Description of the task> Pick out every line in the records below that contains the word "graduate" and copy each of those lines.

— start of Supplied material —

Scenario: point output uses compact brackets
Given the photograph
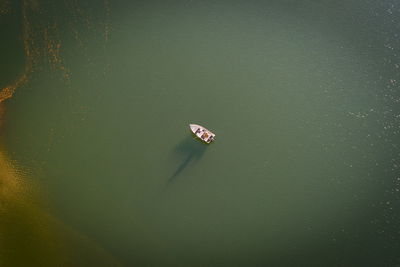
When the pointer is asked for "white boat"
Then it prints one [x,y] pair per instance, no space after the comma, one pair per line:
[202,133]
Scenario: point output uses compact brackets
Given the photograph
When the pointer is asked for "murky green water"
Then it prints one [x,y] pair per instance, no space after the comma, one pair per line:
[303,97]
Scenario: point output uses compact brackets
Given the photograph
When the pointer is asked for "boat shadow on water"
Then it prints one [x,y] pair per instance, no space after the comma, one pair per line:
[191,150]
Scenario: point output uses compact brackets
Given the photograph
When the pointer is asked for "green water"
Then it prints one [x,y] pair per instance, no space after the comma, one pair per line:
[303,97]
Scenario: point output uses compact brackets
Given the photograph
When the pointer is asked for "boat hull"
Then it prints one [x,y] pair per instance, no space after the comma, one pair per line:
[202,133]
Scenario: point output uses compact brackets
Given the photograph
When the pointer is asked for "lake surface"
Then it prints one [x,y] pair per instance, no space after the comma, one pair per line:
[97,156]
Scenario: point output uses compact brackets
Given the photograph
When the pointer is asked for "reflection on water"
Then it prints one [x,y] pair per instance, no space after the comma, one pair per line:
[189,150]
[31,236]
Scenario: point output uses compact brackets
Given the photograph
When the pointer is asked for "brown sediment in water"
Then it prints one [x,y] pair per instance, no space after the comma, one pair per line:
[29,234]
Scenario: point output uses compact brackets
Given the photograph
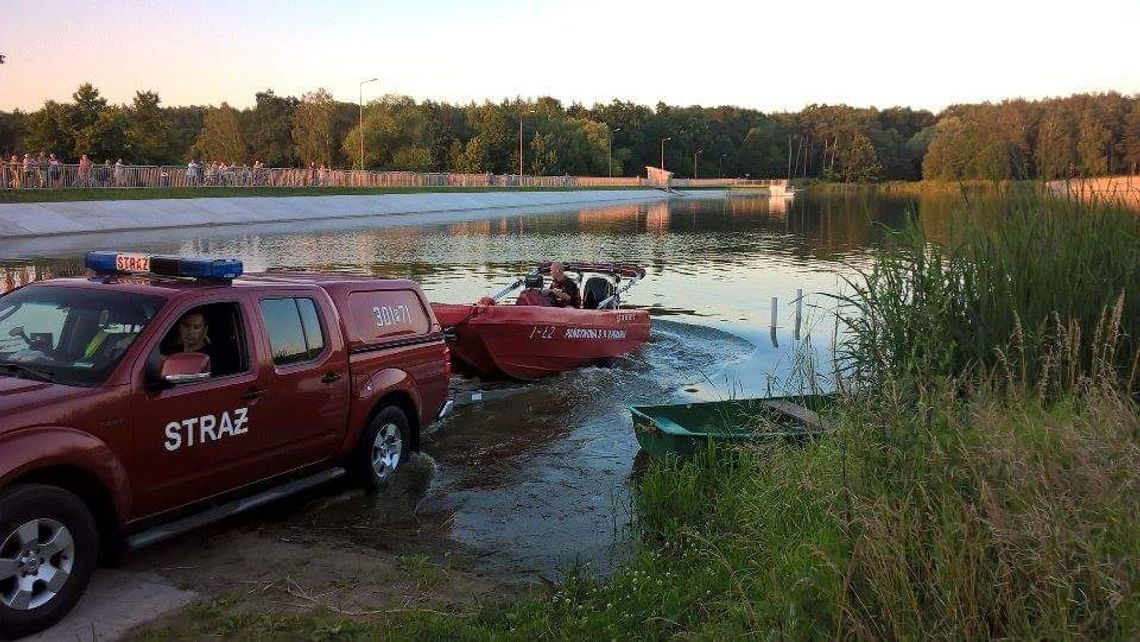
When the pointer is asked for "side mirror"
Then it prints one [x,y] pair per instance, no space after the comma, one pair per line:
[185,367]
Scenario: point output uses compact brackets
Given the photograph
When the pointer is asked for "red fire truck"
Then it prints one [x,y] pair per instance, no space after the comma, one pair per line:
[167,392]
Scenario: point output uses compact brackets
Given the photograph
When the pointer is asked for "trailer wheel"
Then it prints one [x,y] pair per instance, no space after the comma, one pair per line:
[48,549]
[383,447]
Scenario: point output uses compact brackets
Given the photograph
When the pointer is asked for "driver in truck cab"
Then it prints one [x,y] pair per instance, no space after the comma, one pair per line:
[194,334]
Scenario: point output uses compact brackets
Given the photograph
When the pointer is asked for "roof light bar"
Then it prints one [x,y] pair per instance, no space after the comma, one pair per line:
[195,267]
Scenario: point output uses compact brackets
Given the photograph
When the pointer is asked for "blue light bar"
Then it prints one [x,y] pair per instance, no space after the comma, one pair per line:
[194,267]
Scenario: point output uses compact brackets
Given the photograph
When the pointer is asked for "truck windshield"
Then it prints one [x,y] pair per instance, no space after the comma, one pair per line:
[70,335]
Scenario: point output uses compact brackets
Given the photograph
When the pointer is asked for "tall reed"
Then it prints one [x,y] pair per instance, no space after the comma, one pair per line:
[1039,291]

— end of Supplied material —
— start of Supplied material —

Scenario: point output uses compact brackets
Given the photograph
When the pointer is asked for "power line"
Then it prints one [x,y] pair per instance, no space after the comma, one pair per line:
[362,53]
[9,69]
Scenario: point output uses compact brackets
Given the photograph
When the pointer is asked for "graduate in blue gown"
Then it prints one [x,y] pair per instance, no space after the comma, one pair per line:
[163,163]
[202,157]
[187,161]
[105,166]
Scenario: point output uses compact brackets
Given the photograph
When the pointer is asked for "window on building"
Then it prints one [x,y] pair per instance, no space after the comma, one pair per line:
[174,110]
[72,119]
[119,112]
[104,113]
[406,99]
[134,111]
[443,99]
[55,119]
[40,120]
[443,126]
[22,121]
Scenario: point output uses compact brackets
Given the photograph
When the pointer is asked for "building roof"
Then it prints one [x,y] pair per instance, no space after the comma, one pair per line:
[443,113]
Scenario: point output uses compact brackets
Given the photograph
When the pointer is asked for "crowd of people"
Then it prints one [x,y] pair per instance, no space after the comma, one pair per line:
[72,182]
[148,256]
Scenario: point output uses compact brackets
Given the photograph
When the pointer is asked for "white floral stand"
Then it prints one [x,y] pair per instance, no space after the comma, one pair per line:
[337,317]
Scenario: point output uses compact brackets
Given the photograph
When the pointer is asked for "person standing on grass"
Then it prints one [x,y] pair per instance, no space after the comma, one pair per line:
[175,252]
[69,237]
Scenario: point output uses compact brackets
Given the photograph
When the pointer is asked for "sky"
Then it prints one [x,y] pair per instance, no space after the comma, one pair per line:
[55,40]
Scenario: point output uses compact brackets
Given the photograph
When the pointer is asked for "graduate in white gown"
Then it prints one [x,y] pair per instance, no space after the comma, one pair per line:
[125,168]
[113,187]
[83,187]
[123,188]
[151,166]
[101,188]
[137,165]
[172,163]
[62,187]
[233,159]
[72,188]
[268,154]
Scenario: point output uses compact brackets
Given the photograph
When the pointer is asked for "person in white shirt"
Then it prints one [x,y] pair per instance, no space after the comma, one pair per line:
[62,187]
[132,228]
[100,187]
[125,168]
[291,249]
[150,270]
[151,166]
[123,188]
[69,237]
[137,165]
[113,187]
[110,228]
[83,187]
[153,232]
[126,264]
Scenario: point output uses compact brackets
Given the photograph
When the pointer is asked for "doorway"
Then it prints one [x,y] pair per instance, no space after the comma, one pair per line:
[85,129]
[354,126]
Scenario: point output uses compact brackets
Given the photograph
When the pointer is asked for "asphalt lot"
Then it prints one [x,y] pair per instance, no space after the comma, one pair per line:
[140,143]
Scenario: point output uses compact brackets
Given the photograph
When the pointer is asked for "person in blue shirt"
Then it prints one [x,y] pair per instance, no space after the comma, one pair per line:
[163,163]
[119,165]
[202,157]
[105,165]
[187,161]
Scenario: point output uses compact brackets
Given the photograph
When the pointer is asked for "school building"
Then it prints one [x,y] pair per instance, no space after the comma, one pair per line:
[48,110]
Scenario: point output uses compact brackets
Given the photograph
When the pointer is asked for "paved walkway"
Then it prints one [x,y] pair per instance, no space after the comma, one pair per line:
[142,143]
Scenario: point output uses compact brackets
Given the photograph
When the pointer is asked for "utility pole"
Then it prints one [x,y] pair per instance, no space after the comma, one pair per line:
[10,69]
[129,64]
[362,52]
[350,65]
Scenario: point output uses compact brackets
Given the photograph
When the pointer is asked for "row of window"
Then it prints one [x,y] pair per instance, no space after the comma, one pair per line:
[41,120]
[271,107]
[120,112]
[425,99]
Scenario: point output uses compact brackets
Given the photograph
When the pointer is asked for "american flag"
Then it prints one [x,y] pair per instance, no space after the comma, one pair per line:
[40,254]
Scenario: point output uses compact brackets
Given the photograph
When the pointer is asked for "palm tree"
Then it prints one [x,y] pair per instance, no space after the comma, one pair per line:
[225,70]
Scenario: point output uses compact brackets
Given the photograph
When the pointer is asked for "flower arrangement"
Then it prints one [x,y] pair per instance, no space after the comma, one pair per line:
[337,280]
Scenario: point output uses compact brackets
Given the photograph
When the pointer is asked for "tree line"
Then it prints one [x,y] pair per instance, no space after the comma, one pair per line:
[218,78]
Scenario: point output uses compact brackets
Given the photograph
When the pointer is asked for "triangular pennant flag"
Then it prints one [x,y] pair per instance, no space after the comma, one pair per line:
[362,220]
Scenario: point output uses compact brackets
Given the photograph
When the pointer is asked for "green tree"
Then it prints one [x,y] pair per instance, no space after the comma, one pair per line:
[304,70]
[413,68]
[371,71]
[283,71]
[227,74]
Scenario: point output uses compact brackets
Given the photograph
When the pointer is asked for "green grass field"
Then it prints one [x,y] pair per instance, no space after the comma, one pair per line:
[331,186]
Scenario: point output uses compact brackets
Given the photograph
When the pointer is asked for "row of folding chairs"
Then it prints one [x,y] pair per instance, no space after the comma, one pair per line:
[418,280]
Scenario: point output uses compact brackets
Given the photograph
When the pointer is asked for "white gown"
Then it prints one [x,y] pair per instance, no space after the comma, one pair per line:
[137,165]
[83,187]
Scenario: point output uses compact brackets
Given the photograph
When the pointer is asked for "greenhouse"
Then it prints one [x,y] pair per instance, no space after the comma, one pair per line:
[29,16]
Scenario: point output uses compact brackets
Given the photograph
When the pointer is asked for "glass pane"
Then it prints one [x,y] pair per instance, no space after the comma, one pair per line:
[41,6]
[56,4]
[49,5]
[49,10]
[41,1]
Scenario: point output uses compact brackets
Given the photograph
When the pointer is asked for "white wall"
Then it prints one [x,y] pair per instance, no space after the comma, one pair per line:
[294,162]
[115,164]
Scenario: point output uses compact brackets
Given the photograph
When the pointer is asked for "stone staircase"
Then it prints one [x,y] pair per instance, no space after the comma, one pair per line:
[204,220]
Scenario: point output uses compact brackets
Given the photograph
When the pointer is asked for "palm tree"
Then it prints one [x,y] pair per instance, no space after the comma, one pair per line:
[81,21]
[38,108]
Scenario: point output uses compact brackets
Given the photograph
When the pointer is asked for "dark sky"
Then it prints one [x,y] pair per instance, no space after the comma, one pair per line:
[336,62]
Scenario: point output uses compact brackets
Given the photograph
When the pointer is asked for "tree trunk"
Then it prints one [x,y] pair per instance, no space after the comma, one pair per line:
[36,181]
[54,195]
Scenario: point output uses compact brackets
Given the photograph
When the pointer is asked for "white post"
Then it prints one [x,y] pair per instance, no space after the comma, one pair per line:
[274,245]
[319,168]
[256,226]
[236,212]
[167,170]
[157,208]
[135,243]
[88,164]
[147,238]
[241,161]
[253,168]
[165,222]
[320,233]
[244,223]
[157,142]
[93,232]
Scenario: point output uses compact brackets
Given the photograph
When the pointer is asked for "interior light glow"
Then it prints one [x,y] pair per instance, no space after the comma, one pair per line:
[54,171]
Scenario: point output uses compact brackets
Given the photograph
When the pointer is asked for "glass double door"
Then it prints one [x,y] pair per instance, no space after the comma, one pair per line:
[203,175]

— end of Supplied material —

The response>
When the pointer is asked for "graduate in blue gown"
When the pointer is asked for "graduate in white gown"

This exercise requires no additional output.